The Auckland West by-election of 1940 was a by-election for the electorate of Auckland West held on 18 May 1940 during the 26th New Zealand Parliament. The by-election resulted from the death on 27 March 1940 of the previous member Michael Joseph Savage, the revered prime minister whose terminal illness had not been made public.

Background
The by-election was won by Peter Carr; also of the Labour Party. The other aspirants for the Labour nomination were Charles Bailey, Mary Dreaver, L. W. Holt, N. E. Herring, John Thomas Jennings, T. P. McCready, Winnifred Moore, Joe Sayegh, John Stewart and Jeremiah James Sullivan.
════════════════
| Your instructions |
In the text on the 1940 Auckland West by-election, whose death caused the by-election? The material that comes next has no connection to the by-election text.

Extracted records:
════════════════
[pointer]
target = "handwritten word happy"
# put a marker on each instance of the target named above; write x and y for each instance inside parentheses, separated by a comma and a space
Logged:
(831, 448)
════════════════
| Result for this task |
Michael Joseph Savage, the previous member and prime minister, who died on 27 March 1940.